## Given request
Copy out every one of the following lines word for word, keeping their order unchanged.

··· Records to use

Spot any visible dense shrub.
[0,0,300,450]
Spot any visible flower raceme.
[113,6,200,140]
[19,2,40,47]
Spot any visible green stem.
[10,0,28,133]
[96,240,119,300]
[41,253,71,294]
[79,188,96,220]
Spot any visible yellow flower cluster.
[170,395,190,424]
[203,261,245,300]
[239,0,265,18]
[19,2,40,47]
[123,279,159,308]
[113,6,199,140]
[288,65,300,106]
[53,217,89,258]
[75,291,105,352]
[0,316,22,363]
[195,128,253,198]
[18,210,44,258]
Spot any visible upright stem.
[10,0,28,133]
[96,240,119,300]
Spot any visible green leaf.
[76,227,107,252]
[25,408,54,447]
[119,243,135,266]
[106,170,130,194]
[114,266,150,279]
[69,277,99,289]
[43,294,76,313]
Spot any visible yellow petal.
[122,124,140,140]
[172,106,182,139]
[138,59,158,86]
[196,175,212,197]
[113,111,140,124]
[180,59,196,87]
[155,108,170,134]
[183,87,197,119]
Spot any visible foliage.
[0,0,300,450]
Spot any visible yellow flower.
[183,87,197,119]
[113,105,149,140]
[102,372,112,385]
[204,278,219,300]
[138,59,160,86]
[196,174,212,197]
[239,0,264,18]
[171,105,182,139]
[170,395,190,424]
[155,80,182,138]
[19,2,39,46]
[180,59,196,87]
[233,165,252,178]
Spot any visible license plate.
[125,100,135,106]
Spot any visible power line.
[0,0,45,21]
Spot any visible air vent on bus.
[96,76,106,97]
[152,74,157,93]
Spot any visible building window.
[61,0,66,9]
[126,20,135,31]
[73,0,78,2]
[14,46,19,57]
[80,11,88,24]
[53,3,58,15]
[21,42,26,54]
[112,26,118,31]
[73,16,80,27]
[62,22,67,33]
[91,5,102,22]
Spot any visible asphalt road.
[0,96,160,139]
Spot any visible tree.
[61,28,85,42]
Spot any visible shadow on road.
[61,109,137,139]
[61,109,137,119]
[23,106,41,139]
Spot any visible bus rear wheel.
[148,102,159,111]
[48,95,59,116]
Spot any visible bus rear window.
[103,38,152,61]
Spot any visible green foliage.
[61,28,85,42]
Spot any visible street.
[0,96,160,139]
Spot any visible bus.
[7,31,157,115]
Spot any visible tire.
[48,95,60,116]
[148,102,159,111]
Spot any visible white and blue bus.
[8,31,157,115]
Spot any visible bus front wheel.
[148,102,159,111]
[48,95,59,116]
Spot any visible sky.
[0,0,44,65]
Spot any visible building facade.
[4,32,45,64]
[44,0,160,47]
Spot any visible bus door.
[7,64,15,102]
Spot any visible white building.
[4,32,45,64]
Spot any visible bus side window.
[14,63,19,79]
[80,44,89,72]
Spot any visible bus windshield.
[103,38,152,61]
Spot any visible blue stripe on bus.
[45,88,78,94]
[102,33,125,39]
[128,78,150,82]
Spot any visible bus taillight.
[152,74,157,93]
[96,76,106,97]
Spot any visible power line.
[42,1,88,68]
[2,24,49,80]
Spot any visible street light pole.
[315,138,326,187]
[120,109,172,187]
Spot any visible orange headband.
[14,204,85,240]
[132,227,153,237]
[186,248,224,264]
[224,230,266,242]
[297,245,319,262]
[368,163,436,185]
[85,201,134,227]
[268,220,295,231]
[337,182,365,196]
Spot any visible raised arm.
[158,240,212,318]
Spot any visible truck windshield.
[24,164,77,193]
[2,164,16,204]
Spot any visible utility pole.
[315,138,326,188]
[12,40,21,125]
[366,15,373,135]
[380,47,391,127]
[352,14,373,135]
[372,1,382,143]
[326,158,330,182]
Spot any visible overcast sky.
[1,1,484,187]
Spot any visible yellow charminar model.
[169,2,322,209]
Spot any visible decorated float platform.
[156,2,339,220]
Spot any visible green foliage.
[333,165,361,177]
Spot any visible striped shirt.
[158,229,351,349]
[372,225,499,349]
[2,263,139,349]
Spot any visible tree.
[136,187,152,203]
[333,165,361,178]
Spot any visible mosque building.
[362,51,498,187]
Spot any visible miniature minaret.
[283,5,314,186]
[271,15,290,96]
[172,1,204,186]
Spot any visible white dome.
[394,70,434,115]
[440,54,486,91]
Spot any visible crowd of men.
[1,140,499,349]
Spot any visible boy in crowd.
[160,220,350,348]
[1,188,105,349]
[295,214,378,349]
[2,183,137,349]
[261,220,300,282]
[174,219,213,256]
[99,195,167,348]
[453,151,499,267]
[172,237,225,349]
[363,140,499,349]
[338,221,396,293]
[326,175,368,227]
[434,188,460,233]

······

## Final answer
Spot any visible dense shrub.
[0,0,300,450]
Spot any visible flower raceme.
[113,6,200,140]
[19,2,40,47]
Spot any visible green stem.
[10,0,28,133]
[96,240,119,300]
[41,253,71,294]
[79,188,96,220]
Spot any visible yellow flower cluster.
[170,395,190,424]
[203,261,245,300]
[239,0,265,18]
[19,2,40,47]
[123,279,159,308]
[113,6,199,140]
[288,65,300,106]
[53,217,89,258]
[75,291,105,352]
[0,316,22,363]
[195,128,253,198]
[18,210,44,258]
Spot any visible upright stem.
[10,0,28,133]
[96,240,119,300]
Spot any visible green leaf.
[76,227,107,252]
[25,408,54,447]
[119,243,135,266]
[106,170,130,194]
[114,266,150,279]
[69,277,99,289]
[43,294,76,313]
Spot any visible yellow petal.
[122,124,140,140]
[172,106,182,139]
[138,59,158,86]
[196,175,212,197]
[113,111,140,124]
[180,59,196,87]
[155,108,170,134]
[183,87,197,119]
Spot any visible foliage.
[0,0,300,450]
Spot any visible yellow flower.
[183,87,197,119]
[113,105,149,140]
[102,372,112,385]
[204,278,219,300]
[138,59,160,86]
[196,174,212,197]
[239,0,264,18]
[171,105,182,139]
[170,395,190,424]
[155,80,182,138]
[19,2,39,46]
[180,59,196,87]
[233,165,252,178]
Spot any visible license plate.
[125,100,135,106]
Spot any visible power line.
[0,0,45,21]
Spot any visible air vent on bus.
[96,76,106,97]
[152,74,157,93]
Spot any visible building window.
[61,0,66,9]
[126,20,135,31]
[73,0,78,2]
[14,46,19,57]
[80,11,88,24]
[53,3,58,15]
[21,42,26,54]
[112,26,118,31]
[73,16,80,27]
[62,22,67,33]
[91,5,102,22]
Spot any visible asphalt road.
[0,96,160,139]
Spot any visible tree.
[61,28,85,42]
Spot any visible shadow on road.
[61,109,137,139]
[61,109,137,119]
[23,106,41,139]
Spot any visible bus rear wheel.
[148,102,159,111]
[48,95,59,116]
Spot any visible bus rear window.
[103,38,152,61]
Spot any visible green foliage.
[61,28,85,42]
Spot any visible street.
[0,96,160,139]
Spot any visible bus.
[7,31,157,115]
Spot any visible tire.
[48,95,60,116]
[148,102,159,111]
Spot any visible white and blue bus.
[8,31,157,115]
Spot any visible bus front wheel.
[148,102,159,111]
[48,95,59,116]
Spot any visible sky.
[0,0,44,65]
Spot any visible building facade.
[4,32,45,64]
[44,0,160,47]
Spot any visible bus door.
[7,64,15,102]
Spot any visible white building.
[4,32,45,64]
Spot any visible bus side window.
[14,63,19,79]
[80,44,89,72]
Spot any visible bus windshield.
[103,38,152,61]
Spot any visible blue stripe on bus.
[45,88,78,94]
[102,33,125,39]
[128,78,150,82]
Spot any visible bus taillight.
[152,74,157,93]
[96,76,106,97]
Spot any visible power line.
[42,1,88,68]
[2,24,49,80]
Spot any visible street light pole.
[315,138,326,187]
[120,109,172,187]
Spot any visible orange headband.
[14,204,85,240]
[132,227,153,237]
[186,248,224,264]
[224,230,266,242]
[297,245,319,262]
[368,163,436,185]
[85,201,134,227]
[268,220,295,231]
[337,182,365,196]
Spot any visible raised arm.
[158,240,212,318]
Spot any visible truck windshield.
[24,164,77,193]
[2,164,16,204]
Spot any visible utility pole.
[315,138,326,188]
[12,40,21,125]
[366,15,373,135]
[380,47,391,127]
[352,14,373,135]
[372,1,382,143]
[326,158,330,182]
Spot any visible overcast sky.
[1,1,484,187]
Spot any visible yellow charminar model.
[169,2,322,209]
Spot any visible decorated float platform.
[156,2,339,220]
Spot any visible green foliage.
[333,165,361,177]
Spot any visible striped shirt.
[158,229,351,349]
[372,225,499,349]
[2,263,139,349]
Spot any visible tree.
[136,187,152,203]
[333,165,361,178]
Spot any visible mosque building.
[362,51,498,187]
Spot any visible miniature minaret.
[283,5,314,186]
[271,15,290,96]
[172,1,204,186]
Spot any visible white dome.
[394,70,434,115]
[440,54,486,91]
Spot any visible crowd of men.
[1,140,499,349]
Spot any visible boy in crowd.
[160,220,350,348]
[1,188,105,349]
[295,214,378,349]
[2,183,137,349]
[261,220,300,282]
[174,219,213,256]
[99,195,167,348]
[453,151,499,267]
[172,237,225,349]
[363,140,499,349]
[338,221,396,293]
[326,175,368,227]
[434,188,460,233]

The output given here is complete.